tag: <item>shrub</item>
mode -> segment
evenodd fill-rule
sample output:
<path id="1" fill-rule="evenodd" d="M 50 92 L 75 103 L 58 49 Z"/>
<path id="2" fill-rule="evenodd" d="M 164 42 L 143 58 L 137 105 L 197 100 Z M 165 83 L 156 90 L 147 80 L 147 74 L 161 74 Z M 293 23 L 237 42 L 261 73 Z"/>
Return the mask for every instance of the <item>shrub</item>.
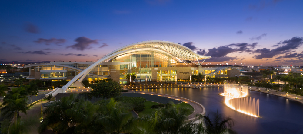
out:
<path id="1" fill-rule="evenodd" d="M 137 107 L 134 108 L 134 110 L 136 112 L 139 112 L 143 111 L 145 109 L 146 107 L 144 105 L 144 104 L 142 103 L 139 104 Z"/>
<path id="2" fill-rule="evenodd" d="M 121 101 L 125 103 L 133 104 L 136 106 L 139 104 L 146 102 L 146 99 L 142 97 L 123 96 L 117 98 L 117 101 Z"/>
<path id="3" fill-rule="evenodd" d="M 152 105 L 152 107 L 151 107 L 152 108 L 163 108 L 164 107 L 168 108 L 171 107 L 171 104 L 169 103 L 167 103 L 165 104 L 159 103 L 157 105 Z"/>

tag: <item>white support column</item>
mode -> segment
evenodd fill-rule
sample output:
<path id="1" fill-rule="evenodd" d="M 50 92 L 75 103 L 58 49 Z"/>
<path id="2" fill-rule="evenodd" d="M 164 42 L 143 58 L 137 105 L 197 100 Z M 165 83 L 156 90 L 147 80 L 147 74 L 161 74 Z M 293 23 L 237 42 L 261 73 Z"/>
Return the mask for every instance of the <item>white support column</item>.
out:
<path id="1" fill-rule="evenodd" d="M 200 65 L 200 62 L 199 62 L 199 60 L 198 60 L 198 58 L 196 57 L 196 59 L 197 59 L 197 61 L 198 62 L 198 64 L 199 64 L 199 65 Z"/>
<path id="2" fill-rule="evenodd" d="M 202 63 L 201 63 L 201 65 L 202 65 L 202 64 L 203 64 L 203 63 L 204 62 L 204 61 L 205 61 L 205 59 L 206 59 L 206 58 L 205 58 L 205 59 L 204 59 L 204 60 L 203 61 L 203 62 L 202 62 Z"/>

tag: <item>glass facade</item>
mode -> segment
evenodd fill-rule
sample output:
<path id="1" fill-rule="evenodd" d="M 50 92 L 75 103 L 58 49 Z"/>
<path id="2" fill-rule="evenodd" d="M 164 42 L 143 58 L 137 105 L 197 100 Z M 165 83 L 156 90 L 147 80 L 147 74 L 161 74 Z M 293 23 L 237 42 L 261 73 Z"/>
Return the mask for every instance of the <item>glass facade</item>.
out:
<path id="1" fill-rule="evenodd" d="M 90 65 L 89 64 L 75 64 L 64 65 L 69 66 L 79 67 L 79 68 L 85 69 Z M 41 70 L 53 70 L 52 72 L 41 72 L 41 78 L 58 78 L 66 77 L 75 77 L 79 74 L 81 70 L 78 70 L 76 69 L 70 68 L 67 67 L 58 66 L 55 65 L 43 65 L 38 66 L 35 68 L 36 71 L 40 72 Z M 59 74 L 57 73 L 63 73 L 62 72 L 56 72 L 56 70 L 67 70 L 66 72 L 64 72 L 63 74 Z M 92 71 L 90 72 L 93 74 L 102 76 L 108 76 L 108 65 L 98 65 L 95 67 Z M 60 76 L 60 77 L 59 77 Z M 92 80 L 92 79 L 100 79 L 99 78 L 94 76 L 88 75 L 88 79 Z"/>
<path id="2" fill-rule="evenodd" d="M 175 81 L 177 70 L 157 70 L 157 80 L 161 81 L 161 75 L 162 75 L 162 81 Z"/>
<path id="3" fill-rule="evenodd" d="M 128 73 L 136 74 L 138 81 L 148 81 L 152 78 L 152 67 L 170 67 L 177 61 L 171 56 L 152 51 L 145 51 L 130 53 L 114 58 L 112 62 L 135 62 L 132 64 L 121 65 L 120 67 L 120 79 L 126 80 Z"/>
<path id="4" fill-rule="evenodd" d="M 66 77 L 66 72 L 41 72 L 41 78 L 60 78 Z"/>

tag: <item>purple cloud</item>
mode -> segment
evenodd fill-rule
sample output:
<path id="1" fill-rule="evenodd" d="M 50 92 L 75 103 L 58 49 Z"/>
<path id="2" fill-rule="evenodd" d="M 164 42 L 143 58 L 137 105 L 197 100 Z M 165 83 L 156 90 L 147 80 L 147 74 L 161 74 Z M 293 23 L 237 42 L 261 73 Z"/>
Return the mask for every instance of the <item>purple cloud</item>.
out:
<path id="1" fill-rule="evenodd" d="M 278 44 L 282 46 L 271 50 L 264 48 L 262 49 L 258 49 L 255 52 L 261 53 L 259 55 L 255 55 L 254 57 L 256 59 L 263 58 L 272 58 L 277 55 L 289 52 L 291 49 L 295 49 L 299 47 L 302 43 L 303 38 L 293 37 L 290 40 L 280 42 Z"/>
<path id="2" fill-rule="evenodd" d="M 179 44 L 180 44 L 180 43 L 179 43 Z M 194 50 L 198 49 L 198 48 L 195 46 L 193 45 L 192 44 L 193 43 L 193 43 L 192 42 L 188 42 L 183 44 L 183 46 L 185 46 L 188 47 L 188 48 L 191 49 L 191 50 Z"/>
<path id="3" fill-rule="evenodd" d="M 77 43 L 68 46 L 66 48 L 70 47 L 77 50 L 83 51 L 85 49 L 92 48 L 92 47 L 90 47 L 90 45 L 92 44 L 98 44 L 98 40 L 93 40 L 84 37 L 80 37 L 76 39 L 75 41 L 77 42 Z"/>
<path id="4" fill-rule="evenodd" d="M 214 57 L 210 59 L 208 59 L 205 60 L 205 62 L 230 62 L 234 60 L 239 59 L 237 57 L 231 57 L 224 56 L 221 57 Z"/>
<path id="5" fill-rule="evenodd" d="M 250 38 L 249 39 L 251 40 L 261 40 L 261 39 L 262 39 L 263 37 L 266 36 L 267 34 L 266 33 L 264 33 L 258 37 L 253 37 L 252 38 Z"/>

+++

◆ **O que fazer**:
Devolva as linhas de todos os itens acima sem nenhuma alteração, deixando as imagens de fora.

◆ **Tarefa concluída**:
tag: <item>shrub</item>
mode -> segment
evenodd fill-rule
sample output:
<path id="1" fill-rule="evenodd" d="M 50 92 L 75 103 L 58 49 Z"/>
<path id="2" fill-rule="evenodd" d="M 164 42 L 143 58 L 137 105 L 197 100 Z M 165 83 L 156 90 L 147 80 L 147 74 L 161 74 Z M 293 23 L 237 42 L 261 73 Z"/>
Return the mask for every instance of the <item>shrub</item>.
out:
<path id="1" fill-rule="evenodd" d="M 137 107 L 134 108 L 134 110 L 136 112 L 139 112 L 143 111 L 145 109 L 146 107 L 144 105 L 144 104 L 142 103 L 139 104 Z"/>
<path id="2" fill-rule="evenodd" d="M 121 101 L 125 103 L 133 104 L 136 106 L 139 104 L 146 102 L 146 99 L 142 97 L 123 96 L 117 98 L 117 101 Z"/>
<path id="3" fill-rule="evenodd" d="M 152 105 L 152 107 L 151 107 L 152 108 L 163 108 L 164 107 L 168 108 L 171 107 L 171 104 L 169 103 L 167 103 L 165 104 L 159 103 L 157 105 Z"/>

tag: <item>white support column</item>
mode -> segment
evenodd fill-rule
sample output:
<path id="1" fill-rule="evenodd" d="M 50 92 L 75 103 L 58 49 Z"/>
<path id="2" fill-rule="evenodd" d="M 164 42 L 143 58 L 137 105 L 197 100 Z M 165 83 L 156 90 L 147 80 L 147 74 L 161 74 Z M 293 23 L 237 42 L 261 73 Z"/>
Return the mask for every instance of the <item>white support column</item>.
out:
<path id="1" fill-rule="evenodd" d="M 200 65 L 200 62 L 199 62 L 199 60 L 198 60 L 198 58 L 196 57 L 196 59 L 197 59 L 197 61 L 198 62 L 198 64 L 199 64 L 199 65 Z"/>
<path id="2" fill-rule="evenodd" d="M 202 63 L 201 63 L 201 65 L 202 65 L 202 64 L 203 64 L 203 63 L 204 62 L 204 61 L 205 61 L 205 59 L 206 59 L 206 58 L 205 58 L 205 59 L 204 59 L 204 60 L 203 61 L 203 62 L 202 62 Z"/>

tag: <item>glass facade</item>
mode -> segment
evenodd fill-rule
sample output:
<path id="1" fill-rule="evenodd" d="M 50 92 L 75 103 L 58 49 Z"/>
<path id="2" fill-rule="evenodd" d="M 164 42 L 143 58 L 137 105 L 197 100 Z M 165 83 L 156 90 L 147 80 L 147 74 L 161 74 Z M 293 23 L 237 42 L 261 73 Z"/>
Return the mask for every instance of the <item>glass facade</item>.
out:
<path id="1" fill-rule="evenodd" d="M 90 65 L 89 64 L 75 64 L 64 65 L 69 66 L 79 67 L 79 68 L 85 69 Z M 41 70 L 53 70 L 52 72 L 41 72 L 41 78 L 58 78 L 66 77 L 75 77 L 79 74 L 81 70 L 78 70 L 76 69 L 70 68 L 67 67 L 58 66 L 55 65 L 43 65 L 38 66 L 35 68 L 36 71 L 40 72 Z M 59 74 L 57 73 L 63 73 L 62 72 L 56 72 L 56 70 L 67 70 L 66 72 L 64 72 L 63 74 Z M 92 71 L 90 72 L 93 74 L 102 76 L 108 76 L 108 65 L 98 65 L 95 67 Z M 60 76 L 60 77 L 59 77 Z M 92 80 L 92 79 L 100 79 L 99 78 L 94 76 L 88 75 L 88 79 Z"/>
<path id="2" fill-rule="evenodd" d="M 175 81 L 177 70 L 157 70 L 157 80 L 161 81 L 161 75 L 162 75 L 162 81 Z"/>
<path id="3" fill-rule="evenodd" d="M 128 73 L 136 74 L 138 81 L 148 81 L 152 78 L 152 67 L 170 67 L 177 61 L 171 56 L 152 51 L 145 51 L 130 53 L 114 58 L 112 62 L 135 62 L 132 64 L 121 65 L 120 67 L 120 79 L 126 80 Z"/>
<path id="4" fill-rule="evenodd" d="M 66 77 L 66 72 L 41 72 L 41 78 L 60 78 Z"/>

tag: <item>purple cloud</item>
mode -> segment
evenodd fill-rule
sample output:
<path id="1" fill-rule="evenodd" d="M 50 92 L 75 103 L 58 49 Z"/>
<path id="2" fill-rule="evenodd" d="M 164 42 L 143 58 L 137 105 L 197 100 Z M 165 83 L 156 90 L 147 80 L 147 74 L 161 74 Z M 293 23 L 237 42 L 261 73 Z"/>
Return the mask for every instance of the <item>purple cloud</item>.
out:
<path id="1" fill-rule="evenodd" d="M 278 44 L 282 46 L 271 50 L 264 48 L 262 49 L 258 49 L 255 52 L 261 53 L 259 55 L 255 55 L 254 57 L 256 59 L 263 58 L 272 58 L 277 55 L 289 52 L 291 49 L 295 49 L 299 47 L 302 43 L 303 38 L 293 37 L 290 40 L 280 42 Z"/>
<path id="2" fill-rule="evenodd" d="M 179 44 L 180 44 L 180 43 L 179 43 Z M 194 50 L 198 49 L 198 48 L 195 46 L 193 45 L 192 44 L 193 43 L 193 43 L 192 42 L 188 42 L 183 44 L 183 46 L 185 46 L 188 47 L 188 48 L 191 49 L 191 50 Z"/>
<path id="3" fill-rule="evenodd" d="M 77 43 L 68 46 L 66 48 L 70 47 L 77 50 L 83 51 L 85 49 L 92 48 L 92 47 L 90 47 L 90 45 L 92 44 L 98 44 L 98 40 L 93 40 L 84 37 L 80 37 L 76 39 L 75 41 L 77 42 Z"/>
<path id="4" fill-rule="evenodd" d="M 214 57 L 210 59 L 208 59 L 205 60 L 205 62 L 230 62 L 234 60 L 239 59 L 237 57 L 231 57 L 224 56 L 221 57 Z"/>
<path id="5" fill-rule="evenodd" d="M 250 38 L 249 39 L 251 40 L 261 40 L 261 39 L 262 39 L 263 37 L 266 36 L 267 34 L 266 33 L 264 33 L 258 37 L 253 37 L 252 38 Z"/>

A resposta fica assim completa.